**TASK DIRECTIONS**:
Carry on the forum post about pulling espresso with the Oracle machine, picking up after its final sentence.

**DOCUMENT PASSAGE**:
>> start

# Looking good



## ronsil (Mar 8, 2012)

A very sweet Coffee Compass Hill & Valley out of the Oracle this morning. Probably the best espresso delivered todate.

Combination of things really.

H & V roasted on the 16/Jun/16 so now 19 days after roast the Beans at their best.

Built-in grinder set to 13 on the dial - Time set to 34 seconds including 8 secs pre-infusion

Brew temp up a little to 94C.

The set 21 grams in delivering 38 grams out.

With these parameters its mighty similar to using the EK for these Beans. Lighter roasts would be a different story.

Really enjoying using the Oracle. Requires care & attention but the results are very worth while.

Moving on to a really dark roast later today. Some of Coffee Compass mahogany roast.

I've contacted Sage to get a price for replacement burrs because I feel I'll be wearing them smooth quite quickly using my now preferred method.

>> end

**DATASET RECORDS**:

>> start

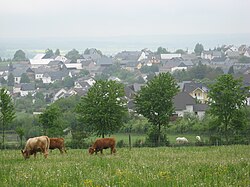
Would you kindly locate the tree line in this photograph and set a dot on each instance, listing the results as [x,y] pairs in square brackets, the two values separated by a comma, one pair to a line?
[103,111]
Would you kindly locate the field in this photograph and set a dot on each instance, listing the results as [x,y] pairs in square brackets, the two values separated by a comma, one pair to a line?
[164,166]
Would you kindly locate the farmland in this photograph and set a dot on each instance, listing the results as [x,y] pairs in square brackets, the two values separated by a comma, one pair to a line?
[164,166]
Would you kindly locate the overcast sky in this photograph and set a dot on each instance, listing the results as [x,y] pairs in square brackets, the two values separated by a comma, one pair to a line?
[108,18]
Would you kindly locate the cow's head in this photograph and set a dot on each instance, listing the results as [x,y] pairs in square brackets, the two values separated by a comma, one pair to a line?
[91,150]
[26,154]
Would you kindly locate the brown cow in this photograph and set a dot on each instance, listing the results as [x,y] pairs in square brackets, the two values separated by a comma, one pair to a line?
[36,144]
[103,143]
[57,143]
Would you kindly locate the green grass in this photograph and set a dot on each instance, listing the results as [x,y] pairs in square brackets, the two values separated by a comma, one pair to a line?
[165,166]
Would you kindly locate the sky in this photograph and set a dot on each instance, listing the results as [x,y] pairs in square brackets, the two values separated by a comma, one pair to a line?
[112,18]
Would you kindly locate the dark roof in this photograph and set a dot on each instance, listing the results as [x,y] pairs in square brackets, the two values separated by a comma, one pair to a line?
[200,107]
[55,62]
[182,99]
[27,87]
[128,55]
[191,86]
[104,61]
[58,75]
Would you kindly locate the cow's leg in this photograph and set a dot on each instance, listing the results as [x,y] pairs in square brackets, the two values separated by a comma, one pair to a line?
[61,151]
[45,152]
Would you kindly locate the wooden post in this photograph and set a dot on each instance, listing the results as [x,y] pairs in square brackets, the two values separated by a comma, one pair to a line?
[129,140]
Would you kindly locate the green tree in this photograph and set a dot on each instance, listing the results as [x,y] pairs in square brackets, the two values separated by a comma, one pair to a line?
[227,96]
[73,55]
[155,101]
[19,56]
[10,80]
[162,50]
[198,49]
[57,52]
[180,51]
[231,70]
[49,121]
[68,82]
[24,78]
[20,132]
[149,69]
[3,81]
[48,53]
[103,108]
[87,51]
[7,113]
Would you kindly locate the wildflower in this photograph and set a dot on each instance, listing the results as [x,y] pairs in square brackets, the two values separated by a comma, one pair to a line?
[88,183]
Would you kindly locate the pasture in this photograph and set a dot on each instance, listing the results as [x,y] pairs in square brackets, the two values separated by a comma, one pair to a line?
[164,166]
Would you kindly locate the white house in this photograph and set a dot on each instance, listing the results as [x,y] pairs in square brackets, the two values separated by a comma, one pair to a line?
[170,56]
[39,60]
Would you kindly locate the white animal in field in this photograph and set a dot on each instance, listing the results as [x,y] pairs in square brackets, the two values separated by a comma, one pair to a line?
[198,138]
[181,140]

>> end
>> start

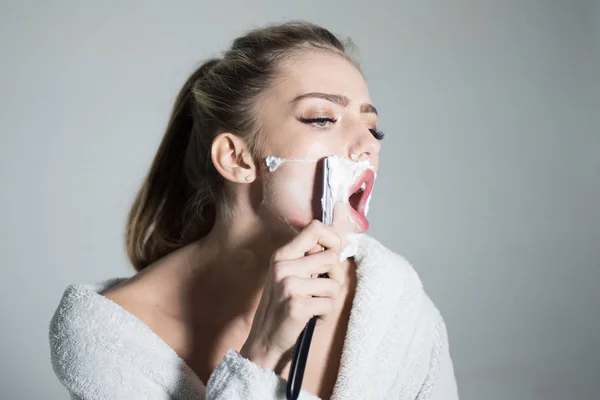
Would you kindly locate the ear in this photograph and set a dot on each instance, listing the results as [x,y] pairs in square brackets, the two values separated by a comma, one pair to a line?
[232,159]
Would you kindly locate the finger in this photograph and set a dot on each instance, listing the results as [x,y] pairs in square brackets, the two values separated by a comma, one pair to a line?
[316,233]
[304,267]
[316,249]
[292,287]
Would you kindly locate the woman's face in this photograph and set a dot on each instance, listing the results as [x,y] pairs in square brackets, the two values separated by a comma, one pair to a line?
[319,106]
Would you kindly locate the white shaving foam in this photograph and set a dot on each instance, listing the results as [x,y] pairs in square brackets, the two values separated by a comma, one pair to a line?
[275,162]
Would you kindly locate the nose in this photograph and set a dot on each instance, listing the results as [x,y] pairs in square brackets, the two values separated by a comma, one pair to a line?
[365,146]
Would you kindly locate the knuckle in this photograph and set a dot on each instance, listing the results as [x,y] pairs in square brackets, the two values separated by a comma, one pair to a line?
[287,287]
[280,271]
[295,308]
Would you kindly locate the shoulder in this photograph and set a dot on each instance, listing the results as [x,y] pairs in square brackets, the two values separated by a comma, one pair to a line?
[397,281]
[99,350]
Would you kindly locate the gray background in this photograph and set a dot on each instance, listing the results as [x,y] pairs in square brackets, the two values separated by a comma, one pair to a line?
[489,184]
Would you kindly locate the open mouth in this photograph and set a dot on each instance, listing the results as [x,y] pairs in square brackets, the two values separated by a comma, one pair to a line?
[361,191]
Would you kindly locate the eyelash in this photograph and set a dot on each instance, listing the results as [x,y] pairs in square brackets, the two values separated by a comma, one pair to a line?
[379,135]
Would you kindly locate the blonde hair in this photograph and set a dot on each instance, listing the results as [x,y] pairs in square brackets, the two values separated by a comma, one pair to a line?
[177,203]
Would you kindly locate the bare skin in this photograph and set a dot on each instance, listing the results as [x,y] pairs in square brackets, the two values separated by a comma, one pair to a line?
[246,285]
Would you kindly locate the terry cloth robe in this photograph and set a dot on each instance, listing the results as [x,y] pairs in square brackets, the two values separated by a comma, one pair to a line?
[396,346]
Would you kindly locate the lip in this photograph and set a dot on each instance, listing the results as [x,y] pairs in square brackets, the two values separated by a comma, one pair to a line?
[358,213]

>> end
>> start

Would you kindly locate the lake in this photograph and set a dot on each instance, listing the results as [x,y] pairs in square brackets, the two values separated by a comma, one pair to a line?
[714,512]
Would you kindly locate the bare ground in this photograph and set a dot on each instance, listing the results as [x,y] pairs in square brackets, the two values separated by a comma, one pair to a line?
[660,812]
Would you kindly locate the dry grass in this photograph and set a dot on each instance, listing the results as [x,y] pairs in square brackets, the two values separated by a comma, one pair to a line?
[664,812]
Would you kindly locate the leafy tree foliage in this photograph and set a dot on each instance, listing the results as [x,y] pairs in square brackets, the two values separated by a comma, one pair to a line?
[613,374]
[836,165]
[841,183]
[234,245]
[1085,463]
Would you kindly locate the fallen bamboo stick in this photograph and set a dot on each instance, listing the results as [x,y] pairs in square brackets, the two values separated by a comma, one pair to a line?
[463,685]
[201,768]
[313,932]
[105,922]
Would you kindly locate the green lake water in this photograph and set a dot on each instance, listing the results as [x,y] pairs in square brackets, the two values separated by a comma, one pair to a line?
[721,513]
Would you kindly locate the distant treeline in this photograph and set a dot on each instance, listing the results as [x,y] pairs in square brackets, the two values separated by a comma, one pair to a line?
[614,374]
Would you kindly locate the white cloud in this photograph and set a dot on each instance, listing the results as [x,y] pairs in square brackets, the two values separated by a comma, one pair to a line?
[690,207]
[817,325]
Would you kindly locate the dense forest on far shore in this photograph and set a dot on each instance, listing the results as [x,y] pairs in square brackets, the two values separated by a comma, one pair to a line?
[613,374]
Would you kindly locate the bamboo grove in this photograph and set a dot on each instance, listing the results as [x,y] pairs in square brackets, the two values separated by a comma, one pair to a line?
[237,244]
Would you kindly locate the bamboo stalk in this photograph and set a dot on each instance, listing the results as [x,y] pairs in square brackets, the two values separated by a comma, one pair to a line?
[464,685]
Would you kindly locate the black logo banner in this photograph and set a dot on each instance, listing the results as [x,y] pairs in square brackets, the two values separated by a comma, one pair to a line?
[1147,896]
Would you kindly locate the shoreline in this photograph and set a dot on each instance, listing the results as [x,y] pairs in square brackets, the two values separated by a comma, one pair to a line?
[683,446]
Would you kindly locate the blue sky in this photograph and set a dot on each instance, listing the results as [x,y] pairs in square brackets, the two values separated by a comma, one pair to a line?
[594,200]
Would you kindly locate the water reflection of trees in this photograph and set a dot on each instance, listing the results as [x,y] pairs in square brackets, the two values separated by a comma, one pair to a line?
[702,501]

>> end

**WRITTEN REPLY**:
After each session I run out the remainder of anything left in the hopper & clean off the tamping gadget. This means the grinder has nothing to grind at the end so I feel I take the risk of wearing the burrs quickly. I only put into the hopper the approx amount of beans I currently need i.e 43 grams for 2 drinks. 64 grams for 3 drinks & so on. Wasteful,I know but very worth while to get the very best out of the Machine. I also use 2 small bean bags in the hopper to keep weight on the Beans.


----------



## 4085 (Nov 23, 2012)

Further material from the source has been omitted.